- [WHAT IS NEEDED] Write out exactly the lines from the start of the entries through the one that contains "positive clicks: (533, 300)", including both.
☆ ☆ ☆ ☆ ☆ ☆ ☆
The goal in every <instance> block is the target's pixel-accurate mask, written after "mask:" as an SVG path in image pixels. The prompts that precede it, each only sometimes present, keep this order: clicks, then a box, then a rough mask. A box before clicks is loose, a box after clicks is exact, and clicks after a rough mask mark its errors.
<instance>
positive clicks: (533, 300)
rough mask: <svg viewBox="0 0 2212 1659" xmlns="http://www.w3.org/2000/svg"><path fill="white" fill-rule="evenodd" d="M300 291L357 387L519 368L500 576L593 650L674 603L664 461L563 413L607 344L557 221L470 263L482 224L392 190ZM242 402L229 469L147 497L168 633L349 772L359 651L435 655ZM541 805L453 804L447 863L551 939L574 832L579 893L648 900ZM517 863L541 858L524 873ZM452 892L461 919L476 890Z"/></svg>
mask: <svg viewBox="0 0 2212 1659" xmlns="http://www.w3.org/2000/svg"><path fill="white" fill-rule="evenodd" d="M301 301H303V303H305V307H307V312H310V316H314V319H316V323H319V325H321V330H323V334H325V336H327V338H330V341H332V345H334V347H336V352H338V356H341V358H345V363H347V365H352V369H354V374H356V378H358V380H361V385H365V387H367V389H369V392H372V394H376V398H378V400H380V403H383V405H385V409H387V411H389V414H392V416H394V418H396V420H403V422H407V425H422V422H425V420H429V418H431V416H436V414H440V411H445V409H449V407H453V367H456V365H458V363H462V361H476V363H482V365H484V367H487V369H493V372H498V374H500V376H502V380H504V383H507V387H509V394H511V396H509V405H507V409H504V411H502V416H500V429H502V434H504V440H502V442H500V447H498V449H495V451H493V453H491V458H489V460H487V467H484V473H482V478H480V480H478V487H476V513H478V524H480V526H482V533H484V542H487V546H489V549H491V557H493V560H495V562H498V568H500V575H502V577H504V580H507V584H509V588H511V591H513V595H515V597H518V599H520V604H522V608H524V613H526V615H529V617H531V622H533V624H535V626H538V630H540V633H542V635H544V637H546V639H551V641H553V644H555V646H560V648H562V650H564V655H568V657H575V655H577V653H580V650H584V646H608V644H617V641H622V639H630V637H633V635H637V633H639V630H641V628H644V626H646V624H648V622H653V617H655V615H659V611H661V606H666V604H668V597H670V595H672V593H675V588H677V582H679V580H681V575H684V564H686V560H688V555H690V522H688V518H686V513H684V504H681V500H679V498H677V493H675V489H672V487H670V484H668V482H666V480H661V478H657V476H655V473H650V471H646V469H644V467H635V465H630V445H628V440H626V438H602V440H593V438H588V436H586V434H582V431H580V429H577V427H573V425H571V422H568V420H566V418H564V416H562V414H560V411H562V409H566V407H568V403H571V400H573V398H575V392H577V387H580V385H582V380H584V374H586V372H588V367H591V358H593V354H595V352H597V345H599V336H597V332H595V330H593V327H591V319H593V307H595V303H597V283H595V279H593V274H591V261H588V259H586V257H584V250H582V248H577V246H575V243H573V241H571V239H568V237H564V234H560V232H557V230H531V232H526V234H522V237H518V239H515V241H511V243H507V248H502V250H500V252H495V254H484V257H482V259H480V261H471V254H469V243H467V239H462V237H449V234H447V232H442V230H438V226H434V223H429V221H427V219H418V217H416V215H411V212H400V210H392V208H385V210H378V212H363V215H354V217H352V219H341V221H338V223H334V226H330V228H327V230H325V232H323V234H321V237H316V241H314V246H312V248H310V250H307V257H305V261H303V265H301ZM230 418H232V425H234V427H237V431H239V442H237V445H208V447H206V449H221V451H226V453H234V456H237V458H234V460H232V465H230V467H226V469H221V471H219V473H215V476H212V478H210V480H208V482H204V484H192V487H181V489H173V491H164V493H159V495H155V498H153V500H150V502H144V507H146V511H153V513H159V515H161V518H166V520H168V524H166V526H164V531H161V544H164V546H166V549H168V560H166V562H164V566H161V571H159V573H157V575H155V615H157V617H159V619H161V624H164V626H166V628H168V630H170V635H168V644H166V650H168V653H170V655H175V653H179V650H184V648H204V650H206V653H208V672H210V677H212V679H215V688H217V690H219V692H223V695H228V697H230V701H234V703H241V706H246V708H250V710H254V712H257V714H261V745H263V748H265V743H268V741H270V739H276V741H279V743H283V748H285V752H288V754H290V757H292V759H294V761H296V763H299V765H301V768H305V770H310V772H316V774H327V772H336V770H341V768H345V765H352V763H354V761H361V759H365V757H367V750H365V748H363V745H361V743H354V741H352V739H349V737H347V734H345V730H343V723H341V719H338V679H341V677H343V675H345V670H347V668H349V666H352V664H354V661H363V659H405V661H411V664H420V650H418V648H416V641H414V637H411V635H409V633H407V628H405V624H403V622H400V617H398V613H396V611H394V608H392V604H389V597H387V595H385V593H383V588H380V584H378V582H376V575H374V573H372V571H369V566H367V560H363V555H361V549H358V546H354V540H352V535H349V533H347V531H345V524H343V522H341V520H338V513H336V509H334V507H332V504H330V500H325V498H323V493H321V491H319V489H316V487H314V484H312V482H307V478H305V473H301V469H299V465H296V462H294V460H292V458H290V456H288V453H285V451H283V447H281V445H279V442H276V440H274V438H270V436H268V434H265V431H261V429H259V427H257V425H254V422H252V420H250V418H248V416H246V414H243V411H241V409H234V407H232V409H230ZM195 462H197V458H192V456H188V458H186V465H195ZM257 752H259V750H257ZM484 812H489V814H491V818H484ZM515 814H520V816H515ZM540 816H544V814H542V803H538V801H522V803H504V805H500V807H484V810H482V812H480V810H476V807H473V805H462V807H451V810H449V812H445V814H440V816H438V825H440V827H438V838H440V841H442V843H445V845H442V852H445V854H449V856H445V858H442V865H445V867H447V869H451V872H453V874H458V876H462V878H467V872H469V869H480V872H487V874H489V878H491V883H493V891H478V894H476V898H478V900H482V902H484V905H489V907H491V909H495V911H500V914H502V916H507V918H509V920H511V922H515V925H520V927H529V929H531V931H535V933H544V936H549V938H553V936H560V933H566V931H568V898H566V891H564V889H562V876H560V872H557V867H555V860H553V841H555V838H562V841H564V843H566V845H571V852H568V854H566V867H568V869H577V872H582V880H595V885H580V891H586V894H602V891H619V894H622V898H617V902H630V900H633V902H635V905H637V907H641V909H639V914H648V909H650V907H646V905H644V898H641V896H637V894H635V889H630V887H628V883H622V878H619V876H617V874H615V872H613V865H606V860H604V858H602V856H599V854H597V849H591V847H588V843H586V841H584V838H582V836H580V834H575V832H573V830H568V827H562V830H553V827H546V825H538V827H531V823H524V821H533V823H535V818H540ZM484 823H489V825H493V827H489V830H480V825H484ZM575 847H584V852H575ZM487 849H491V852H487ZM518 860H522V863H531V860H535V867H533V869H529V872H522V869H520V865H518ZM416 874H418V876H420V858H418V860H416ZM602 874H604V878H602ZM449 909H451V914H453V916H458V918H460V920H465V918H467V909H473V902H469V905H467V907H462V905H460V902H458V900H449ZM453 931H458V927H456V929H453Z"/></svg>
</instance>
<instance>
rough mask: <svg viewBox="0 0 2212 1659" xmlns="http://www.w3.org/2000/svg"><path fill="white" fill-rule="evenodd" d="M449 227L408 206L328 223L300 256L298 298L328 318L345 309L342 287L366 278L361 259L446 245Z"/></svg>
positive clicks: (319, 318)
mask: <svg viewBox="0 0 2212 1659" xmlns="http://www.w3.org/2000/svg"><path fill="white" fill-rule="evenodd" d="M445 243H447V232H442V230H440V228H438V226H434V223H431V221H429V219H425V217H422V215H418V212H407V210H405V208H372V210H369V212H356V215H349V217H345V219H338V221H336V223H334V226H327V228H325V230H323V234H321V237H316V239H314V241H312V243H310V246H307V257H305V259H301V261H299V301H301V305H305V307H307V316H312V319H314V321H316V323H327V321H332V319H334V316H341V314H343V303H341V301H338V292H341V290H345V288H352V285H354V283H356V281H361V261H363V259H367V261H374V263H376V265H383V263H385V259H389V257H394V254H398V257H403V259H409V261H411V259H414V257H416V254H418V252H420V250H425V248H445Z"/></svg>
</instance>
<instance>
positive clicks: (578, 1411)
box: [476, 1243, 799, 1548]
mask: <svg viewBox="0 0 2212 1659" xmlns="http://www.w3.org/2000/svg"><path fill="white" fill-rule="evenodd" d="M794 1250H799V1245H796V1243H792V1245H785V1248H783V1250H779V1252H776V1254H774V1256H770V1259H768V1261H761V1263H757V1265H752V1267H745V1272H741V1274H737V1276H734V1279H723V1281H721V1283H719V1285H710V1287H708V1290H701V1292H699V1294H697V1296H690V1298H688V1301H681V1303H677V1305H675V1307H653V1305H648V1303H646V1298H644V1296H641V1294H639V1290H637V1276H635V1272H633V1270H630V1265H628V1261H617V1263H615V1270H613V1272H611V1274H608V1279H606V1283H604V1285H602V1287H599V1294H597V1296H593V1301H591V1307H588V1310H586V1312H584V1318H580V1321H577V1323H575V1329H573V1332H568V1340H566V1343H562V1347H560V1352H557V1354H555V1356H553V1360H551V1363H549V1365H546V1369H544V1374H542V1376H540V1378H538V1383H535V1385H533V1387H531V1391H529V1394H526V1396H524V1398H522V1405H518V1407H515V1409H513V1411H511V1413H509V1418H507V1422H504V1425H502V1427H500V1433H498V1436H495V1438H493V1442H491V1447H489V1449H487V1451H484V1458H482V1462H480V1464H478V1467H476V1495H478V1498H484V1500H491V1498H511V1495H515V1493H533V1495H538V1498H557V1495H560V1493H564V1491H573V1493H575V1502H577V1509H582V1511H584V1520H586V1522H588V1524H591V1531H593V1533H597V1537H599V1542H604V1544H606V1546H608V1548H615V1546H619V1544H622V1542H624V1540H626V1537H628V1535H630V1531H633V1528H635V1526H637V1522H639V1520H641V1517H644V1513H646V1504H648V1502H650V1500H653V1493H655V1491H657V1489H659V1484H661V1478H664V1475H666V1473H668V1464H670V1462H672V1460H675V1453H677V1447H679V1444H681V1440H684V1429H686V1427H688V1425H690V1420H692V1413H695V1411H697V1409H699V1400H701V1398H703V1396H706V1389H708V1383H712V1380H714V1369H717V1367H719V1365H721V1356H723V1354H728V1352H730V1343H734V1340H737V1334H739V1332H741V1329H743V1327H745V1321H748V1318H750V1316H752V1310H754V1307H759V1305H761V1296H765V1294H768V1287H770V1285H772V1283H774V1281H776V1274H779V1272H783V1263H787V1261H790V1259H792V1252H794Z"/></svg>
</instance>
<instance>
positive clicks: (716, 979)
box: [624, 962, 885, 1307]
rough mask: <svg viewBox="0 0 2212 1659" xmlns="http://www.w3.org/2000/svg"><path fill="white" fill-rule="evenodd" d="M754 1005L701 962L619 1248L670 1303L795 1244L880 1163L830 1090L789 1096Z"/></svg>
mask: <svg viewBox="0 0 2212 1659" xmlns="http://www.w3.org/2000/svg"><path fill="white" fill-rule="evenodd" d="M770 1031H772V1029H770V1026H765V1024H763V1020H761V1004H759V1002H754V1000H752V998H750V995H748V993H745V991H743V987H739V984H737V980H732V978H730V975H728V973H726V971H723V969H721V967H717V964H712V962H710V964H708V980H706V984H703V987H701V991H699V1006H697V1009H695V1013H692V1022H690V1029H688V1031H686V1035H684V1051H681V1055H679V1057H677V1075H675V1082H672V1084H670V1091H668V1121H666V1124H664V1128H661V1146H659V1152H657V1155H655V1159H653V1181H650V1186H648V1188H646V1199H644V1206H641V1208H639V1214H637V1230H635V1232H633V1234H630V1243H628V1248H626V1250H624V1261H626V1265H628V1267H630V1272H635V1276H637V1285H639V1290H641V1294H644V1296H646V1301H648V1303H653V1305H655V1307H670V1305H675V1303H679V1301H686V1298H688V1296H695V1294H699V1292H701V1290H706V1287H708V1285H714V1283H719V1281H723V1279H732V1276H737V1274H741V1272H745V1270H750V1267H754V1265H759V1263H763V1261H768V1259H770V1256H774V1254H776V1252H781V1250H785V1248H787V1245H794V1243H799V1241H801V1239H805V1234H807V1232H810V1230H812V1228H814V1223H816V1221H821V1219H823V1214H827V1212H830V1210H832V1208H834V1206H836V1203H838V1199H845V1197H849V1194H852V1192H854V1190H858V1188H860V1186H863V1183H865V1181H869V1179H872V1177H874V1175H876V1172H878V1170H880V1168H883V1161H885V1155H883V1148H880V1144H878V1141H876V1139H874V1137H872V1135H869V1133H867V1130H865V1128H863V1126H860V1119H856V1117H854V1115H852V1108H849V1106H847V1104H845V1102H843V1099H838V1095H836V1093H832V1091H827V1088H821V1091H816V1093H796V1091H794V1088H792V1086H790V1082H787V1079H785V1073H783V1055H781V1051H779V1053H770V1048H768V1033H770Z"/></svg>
☆ ☆ ☆ ☆ ☆ ☆ ☆
- [RESULT]
The goal in every <instance> block is the target's pixel-accurate mask, written after "mask:" as an SVG path in image pixels. The prompts that precede it, each only sometimes present, keep this order: clicks, then a box, then a rough mask. A box before clicks is loose, a box after clicks is exact, and clicks after a rough mask mark its errors.
<instance>
positive clicks: (533, 300)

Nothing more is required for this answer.